**What to produce**
Reproduce every line of the listing below word for word.

**Record extracts**
◆ ◆ ◆ ◆ ◆

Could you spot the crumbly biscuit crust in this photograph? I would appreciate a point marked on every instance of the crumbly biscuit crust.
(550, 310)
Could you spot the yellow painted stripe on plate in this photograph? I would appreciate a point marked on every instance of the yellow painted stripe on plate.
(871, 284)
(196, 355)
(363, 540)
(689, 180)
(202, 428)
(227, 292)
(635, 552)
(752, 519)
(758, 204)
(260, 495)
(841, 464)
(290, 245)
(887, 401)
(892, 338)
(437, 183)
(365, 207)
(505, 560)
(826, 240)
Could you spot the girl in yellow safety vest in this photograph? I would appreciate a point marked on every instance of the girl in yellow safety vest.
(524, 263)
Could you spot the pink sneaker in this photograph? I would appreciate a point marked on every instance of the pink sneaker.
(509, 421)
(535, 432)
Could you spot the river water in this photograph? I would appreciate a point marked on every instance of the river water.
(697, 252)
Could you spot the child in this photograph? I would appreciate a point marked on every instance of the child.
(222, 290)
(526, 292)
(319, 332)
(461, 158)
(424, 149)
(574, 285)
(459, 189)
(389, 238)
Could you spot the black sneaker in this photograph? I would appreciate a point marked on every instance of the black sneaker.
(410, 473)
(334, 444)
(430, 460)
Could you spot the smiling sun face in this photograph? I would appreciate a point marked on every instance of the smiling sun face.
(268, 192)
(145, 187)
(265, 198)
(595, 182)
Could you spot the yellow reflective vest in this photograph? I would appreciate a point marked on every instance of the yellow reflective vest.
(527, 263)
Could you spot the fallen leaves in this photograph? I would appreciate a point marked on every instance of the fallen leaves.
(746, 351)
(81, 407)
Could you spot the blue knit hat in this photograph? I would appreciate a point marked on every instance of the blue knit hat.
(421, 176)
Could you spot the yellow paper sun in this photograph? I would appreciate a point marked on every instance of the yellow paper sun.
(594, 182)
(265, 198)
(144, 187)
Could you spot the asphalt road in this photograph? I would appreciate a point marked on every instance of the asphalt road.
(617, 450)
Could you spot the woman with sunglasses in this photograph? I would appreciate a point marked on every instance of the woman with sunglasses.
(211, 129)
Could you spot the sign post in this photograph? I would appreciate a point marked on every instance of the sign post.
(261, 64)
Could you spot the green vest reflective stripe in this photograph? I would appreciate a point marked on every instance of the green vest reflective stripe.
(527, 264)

◆ ◆ ◆ ◆ ◆

**Task answer**
Could you spot the crumbly biscuit crust in this photograph? I would appreciate a point marked on every instance of the crumbly biscuit crust.
(550, 310)
Could you spot the yellow painted stripe on plate in this photograph? I would appreciate a point marked on every instance of the yellow painted stripe on plate.
(871, 284)
(196, 355)
(363, 540)
(689, 180)
(202, 428)
(227, 292)
(635, 552)
(752, 519)
(758, 204)
(260, 495)
(841, 464)
(290, 245)
(887, 401)
(892, 338)
(437, 183)
(365, 207)
(505, 560)
(826, 240)
Could you spot the girl in yellow safety vest in this photograph? I would appreciate a point marked on every instance of the girl in yellow safety vest.
(524, 263)
Could you spot the pink sneaker in this photograph? I would appreciate a point marked on every instance of the pink sneaker.
(509, 421)
(535, 432)
Could you spot the river water in this photograph? I would appreciate a point marked on every instance of the river water.
(697, 252)
Could you spot the child in this photograph? I would appreciate a point marked on every instance of the child.
(222, 290)
(526, 292)
(319, 332)
(461, 158)
(424, 149)
(574, 285)
(459, 189)
(389, 238)
Could you spot the black sneaker in this photograph? I would appreciate a point marked on every instance of the black sneaker.
(410, 473)
(334, 444)
(430, 460)
Could you spot the smiling sun face in this photograph? I would appreciate a point marked on every instance of the smiling sun face.
(268, 192)
(145, 187)
(265, 198)
(595, 182)
Could you spot the yellow reflective vest in this photograph? I would appreciate a point marked on every instance of the yellow reflective vest.
(527, 263)
Could you spot the fallen leaves in this photograph? I would appreciate a point marked on every instance of the fallen leaves.
(746, 351)
(81, 407)
Could you spot the blue knit hat in this photograph? I would appreciate a point marked on every instance of the blue knit hat.
(421, 176)
Could you spot the yellow paper sun in this photograph? I would appreciate a point marked on every instance of the yellow paper sun.
(594, 182)
(265, 198)
(144, 187)
Could you spot the asphalt road in this photograph? I would appreciate a point marked on every instance of the asphalt road.
(617, 450)
Could you spot the woman with sunglasses in this photograph? I would appreciate a point marked on every instance of the woman with sunglasses.
(211, 129)
Could you spot the sign post in this photograph? I would appreciate a point marked on every instance of the sign post.
(261, 64)
Could you spot the green vest reflective stripe in this photograph? I would appreciate a point marked on every instance of the green vest reflective stripe.
(527, 264)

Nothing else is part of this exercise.